--- PROVIDED DATA ---
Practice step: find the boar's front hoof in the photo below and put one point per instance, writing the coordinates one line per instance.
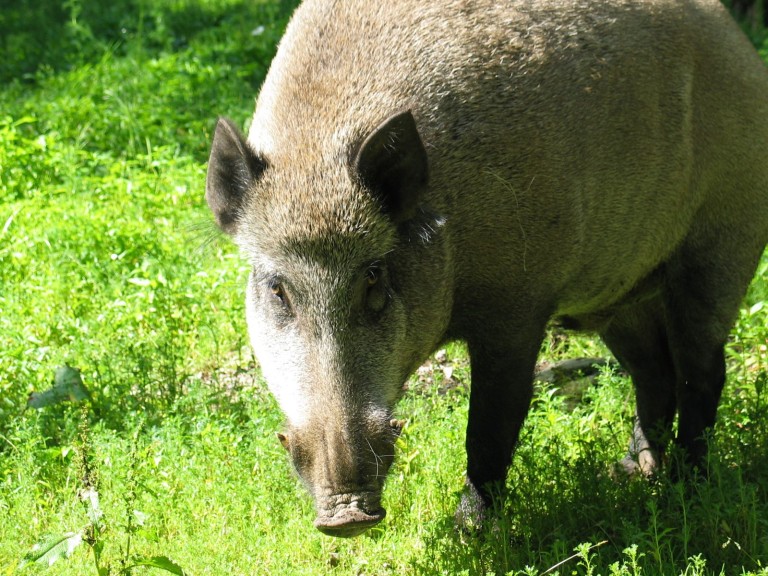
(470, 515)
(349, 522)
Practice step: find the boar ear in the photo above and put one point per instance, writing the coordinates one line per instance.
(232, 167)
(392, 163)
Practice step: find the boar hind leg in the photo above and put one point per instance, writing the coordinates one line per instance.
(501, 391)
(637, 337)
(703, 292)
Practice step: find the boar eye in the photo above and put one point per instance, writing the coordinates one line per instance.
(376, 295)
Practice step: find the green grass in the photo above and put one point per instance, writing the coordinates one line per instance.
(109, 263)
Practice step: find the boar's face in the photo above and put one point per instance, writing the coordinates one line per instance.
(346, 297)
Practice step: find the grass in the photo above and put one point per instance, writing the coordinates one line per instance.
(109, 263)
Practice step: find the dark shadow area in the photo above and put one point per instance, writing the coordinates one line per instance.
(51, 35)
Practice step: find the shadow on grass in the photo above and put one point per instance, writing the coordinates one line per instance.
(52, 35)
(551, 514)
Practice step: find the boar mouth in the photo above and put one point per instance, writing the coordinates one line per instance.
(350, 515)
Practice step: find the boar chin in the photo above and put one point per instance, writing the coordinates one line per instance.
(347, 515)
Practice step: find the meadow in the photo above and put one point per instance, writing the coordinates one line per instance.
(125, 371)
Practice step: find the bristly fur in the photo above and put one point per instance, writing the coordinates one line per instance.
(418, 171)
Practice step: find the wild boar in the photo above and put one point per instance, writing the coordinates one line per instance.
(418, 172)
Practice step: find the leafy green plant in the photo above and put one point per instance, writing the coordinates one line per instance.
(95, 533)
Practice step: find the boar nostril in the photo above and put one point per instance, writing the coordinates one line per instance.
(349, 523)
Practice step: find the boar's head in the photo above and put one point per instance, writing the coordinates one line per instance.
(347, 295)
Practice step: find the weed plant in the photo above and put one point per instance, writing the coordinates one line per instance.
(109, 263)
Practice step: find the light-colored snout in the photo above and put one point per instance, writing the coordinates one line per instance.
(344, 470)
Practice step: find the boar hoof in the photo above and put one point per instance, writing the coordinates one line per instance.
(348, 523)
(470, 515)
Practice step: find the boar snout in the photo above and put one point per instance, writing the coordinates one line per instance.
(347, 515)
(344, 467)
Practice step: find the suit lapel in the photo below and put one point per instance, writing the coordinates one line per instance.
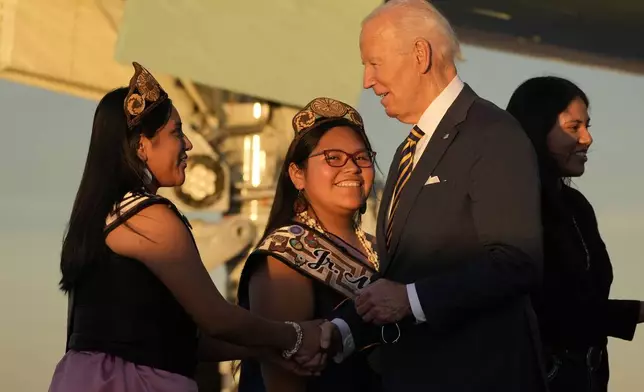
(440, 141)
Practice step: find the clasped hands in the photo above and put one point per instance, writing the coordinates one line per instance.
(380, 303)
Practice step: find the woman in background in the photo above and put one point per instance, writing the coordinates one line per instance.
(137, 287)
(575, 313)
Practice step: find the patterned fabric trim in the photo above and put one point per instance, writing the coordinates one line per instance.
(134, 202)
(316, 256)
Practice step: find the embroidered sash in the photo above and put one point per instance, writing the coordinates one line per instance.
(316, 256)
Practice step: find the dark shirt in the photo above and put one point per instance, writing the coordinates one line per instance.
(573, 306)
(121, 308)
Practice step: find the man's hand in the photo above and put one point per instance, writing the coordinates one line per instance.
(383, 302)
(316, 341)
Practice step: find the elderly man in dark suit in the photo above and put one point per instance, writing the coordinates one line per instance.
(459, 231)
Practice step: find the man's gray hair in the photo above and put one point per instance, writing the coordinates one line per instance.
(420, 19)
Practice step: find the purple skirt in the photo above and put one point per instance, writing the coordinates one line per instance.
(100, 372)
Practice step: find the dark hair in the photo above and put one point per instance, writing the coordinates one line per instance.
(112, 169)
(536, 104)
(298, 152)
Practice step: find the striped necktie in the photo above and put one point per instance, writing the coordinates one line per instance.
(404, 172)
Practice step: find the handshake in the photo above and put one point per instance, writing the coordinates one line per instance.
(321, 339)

--- PROBLEM STATEMENT ---
Repeat every line of the data above exactly, but drop the pictures.

--- SOLUTION TO THE PROBLEM ---
Practice step: find the boar's front hoof in the photo below and put one point per instance, writing the coordinates one line per instance.
(470, 515)
(349, 522)
Practice step: find the boar ear in the photo above and put one point per instance, writing the coordinates one line per instance.
(232, 167)
(392, 163)
Practice step: find the boar hind leg in the photo above and put one point per instance, writing the coordinates one line per instance.
(501, 391)
(637, 337)
(703, 292)
Practice step: find the boar eye in the photo above and put one point per instance, writing the coordinates one line per instance.
(376, 295)
Practice step: find the green grass in the photo above and put one point per instance, writing the coordinates one line per instance.
(109, 263)
Practice step: find the boar's face in the photo above and put one point per instance, writing the coordinates one line per instance.
(346, 297)
Practice step: find the grass in the photo above and put one point per instance, writing the coordinates one line per instance.
(109, 263)
Practice step: find the dark shadow area in the photo above and put one point per instance, writing the coordinates one line per instance.
(51, 35)
Practice step: find the shadow on grass in the photo above and put one point per instance, writing the coordinates one line per instance.
(52, 35)
(551, 514)
Practice step: find the boar mouth in the photo above and put one point per instance, writing the coordinates one line per instance.
(350, 515)
Practice step: find the boar chin in the photo above and put one point per instance, writing the coordinates one line per instance.
(347, 515)
Practice step: find the meadow in the photo above and put one point per instance, writing the coordinates one line per instance.
(125, 371)
Practice step: find the bristly fur in the photo above and put one point per instance, writing the coordinates one line per instance.
(418, 171)
Practice step: find the wild boar in the photo above and put one point per instance, writing the coordinates one line per instance.
(418, 172)
Practice step: find the leafy green plant in the photo above and put one point per instance, writing the coordinates one line per instance.
(95, 533)
Practice step: find the boar nostril in the photo above and put one point per instance, writing the coordinates one line per instance.
(349, 523)
Practice step: find the boar's head in the photo above and put one point per instance, writing the coordinates one line per instance.
(347, 295)
Practice step: find the weed plant in the photo above and put one point per instance, writing the coordinates one line per instance.
(109, 263)
Practice step: find the light-colored snout in the photo above and put one point per instance, writing the coordinates one line per instance.
(344, 470)
Practice step: find the boar hoof in the photo above and put one point per instance, writing the coordinates one line per instance.
(348, 523)
(470, 515)
Practice step: find the boar snout in the photo above and put one point per instance, writing the coordinates one line per instance.
(347, 515)
(344, 467)
Practice step: find the suit lapel in the photo below and put one point per instance, writing the coordinates one line per instance.
(440, 141)
Practice step: find the clasped hands in the photo above and put one point per instance, writing the coordinates one line per instance.
(380, 303)
Practice step: find the woman in background in the photo above and put one point per instance, writing the coordinates one line per instance.
(137, 287)
(575, 313)
Practice step: find the patterned fabric trim in the photo above and put one point per instance, writing the coordinates one line per instance.
(134, 202)
(316, 256)
Practice step: find the embroidered sash in the photo above and put one point per instance, writing the coordinates one line per instance.
(316, 256)
Practice step: find the dark shirt in the photo above and put one point per instance, writing the coordinates one line per instance.
(573, 306)
(121, 308)
Practice step: find the man's hand in the photo above and put one point per instance, writing the coordinates one line per instance.
(383, 302)
(316, 341)
Practice step: find the elderly man in dark suit in the photo above and put one point per instance, writing the coordinates one line per instance.
(459, 231)
Practice step: find the man's gray hair in the photo above and put one point per instance, writing the coordinates one line per instance.
(420, 19)
Practice step: find the purple skirt in the photo above and put one point per instance, writing the coordinates one line per instance.
(100, 372)
Practice step: find the dark hair in the photo above and put one point per instance, writing the coordinates one line per instance.
(112, 169)
(536, 104)
(298, 152)
Practice step: find the striped necktie in the photo above and put one point per instance, writing the coordinates one line per instance.
(404, 172)
Practice step: find the handshake in the photo above and put one point per instance, writing the coordinates one line per instance.
(321, 339)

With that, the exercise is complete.